#### What to work on:
Gather every line in the data below that contains the word "water", and copy each one.

======== Dataset rows ========

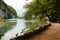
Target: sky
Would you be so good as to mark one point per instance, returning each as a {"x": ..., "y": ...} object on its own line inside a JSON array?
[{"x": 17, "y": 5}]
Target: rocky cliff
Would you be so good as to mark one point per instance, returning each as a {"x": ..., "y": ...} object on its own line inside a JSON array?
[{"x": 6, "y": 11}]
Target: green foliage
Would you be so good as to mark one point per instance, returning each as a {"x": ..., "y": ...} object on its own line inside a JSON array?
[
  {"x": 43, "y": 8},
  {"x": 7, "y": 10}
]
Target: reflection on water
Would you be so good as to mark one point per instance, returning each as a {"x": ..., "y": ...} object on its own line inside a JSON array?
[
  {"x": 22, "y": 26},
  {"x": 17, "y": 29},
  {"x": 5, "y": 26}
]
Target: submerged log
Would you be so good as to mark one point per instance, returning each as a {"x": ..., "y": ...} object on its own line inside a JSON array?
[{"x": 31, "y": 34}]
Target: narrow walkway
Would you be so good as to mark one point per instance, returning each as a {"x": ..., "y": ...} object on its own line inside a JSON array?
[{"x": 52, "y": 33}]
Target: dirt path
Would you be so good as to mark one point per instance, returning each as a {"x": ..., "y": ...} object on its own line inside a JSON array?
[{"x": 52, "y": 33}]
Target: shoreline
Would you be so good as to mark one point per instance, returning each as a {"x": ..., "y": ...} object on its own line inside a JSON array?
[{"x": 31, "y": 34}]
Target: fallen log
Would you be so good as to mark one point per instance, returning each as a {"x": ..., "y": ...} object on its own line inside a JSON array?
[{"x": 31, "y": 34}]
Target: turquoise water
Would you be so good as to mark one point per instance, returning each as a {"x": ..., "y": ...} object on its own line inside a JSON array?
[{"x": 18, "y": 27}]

========
======== Dataset rows ========

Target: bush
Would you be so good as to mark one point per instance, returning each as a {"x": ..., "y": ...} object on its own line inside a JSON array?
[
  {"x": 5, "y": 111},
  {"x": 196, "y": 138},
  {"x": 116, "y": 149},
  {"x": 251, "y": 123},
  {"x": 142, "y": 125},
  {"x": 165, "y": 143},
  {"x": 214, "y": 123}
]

========
======== Dataset rows ========

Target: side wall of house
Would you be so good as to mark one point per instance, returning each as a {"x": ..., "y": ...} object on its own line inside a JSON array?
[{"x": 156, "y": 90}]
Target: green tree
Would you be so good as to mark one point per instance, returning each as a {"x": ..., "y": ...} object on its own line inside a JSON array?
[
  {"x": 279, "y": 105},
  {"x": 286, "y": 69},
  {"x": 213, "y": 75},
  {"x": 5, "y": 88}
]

========

#### Correct output:
Target: reflection on water
Target: turquoise water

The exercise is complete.